The task: Give back the line that contains "Would you mind indicating the wooden fence" and every following line, exactly as they appear, through the end of the data.

Dataset entries:
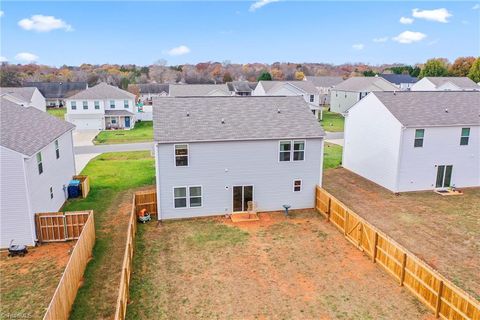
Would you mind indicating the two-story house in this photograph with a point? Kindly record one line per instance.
(409, 141)
(214, 155)
(36, 165)
(101, 107)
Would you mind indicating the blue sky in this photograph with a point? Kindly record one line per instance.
(57, 33)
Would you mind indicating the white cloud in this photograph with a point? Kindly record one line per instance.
(380, 40)
(409, 37)
(26, 57)
(260, 3)
(358, 46)
(439, 15)
(405, 20)
(178, 51)
(41, 23)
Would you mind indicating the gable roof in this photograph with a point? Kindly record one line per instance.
(365, 84)
(103, 91)
(398, 78)
(192, 90)
(429, 108)
(28, 130)
(324, 82)
(461, 82)
(58, 90)
(245, 118)
(20, 93)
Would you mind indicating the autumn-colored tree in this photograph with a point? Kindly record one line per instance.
(474, 72)
(461, 66)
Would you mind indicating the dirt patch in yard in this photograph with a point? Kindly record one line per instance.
(442, 230)
(276, 268)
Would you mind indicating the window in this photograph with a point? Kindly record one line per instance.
(57, 149)
(39, 163)
(419, 135)
(297, 185)
(181, 155)
(465, 136)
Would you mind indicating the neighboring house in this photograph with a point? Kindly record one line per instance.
(216, 154)
(36, 165)
(409, 141)
(197, 90)
(344, 95)
(324, 85)
(291, 88)
(445, 83)
(101, 107)
(241, 88)
(55, 93)
(402, 81)
(25, 96)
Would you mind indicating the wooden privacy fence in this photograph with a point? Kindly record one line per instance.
(64, 296)
(445, 299)
(59, 226)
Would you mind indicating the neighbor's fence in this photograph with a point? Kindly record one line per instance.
(64, 296)
(445, 299)
(59, 226)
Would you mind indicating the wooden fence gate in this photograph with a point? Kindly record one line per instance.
(59, 226)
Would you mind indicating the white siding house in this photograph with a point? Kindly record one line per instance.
(215, 154)
(101, 107)
(417, 140)
(36, 164)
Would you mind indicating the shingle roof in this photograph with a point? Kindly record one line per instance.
(192, 90)
(461, 82)
(324, 82)
(365, 84)
(21, 93)
(398, 78)
(428, 108)
(57, 90)
(245, 118)
(103, 91)
(28, 130)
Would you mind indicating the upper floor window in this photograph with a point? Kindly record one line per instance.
(419, 135)
(181, 155)
(465, 136)
(39, 163)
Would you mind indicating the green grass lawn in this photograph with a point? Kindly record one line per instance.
(332, 121)
(142, 132)
(113, 178)
(57, 112)
(332, 156)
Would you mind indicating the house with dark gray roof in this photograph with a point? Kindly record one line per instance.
(102, 107)
(37, 163)
(415, 140)
(224, 155)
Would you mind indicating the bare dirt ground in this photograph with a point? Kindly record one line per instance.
(442, 230)
(27, 284)
(276, 268)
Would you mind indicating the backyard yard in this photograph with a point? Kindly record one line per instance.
(142, 132)
(442, 230)
(277, 268)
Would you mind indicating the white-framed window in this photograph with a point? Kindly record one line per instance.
(57, 149)
(465, 136)
(419, 135)
(297, 185)
(181, 155)
(39, 163)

Task answer:
Would you mind indicating the wooden fence gate in this photograph with a point? Kindly record one line per instance.
(59, 226)
Would you mind indicating the white siding house in this photograph with a point? Kindly record one line per instance.
(215, 154)
(101, 107)
(417, 140)
(36, 164)
Would you mind indicating the shingle roof in this photograph with a point? Kindly record one line per instance.
(192, 90)
(461, 82)
(324, 82)
(365, 84)
(21, 93)
(398, 78)
(428, 108)
(57, 90)
(245, 118)
(103, 91)
(28, 130)
Would you mind indicating the upper floor window in this photograph with a point? Kindly record one line per instance.
(419, 135)
(181, 155)
(465, 136)
(39, 163)
Would you mind indicating the green grass lawn in this photograph with a point? Kindly record one line per instance.
(332, 121)
(142, 132)
(113, 178)
(57, 112)
(332, 156)
Would you mind indicating the house with dark gray roof in this photograph with a point? Kindly record one line per instance.
(102, 107)
(37, 163)
(415, 140)
(224, 155)
Would you mind indicating the bare dirt ground in this photograph with a point? Kindly record one line per instance.
(442, 230)
(27, 284)
(276, 268)
Would you mind indicating the backyard yard in this photograph with a point? Kindly record one line per instance.
(142, 132)
(442, 230)
(277, 268)
Would you mind indicating the white-framed window in this photograph with a point? Kindly record one line per instance.
(57, 149)
(465, 136)
(419, 135)
(297, 185)
(181, 155)
(39, 163)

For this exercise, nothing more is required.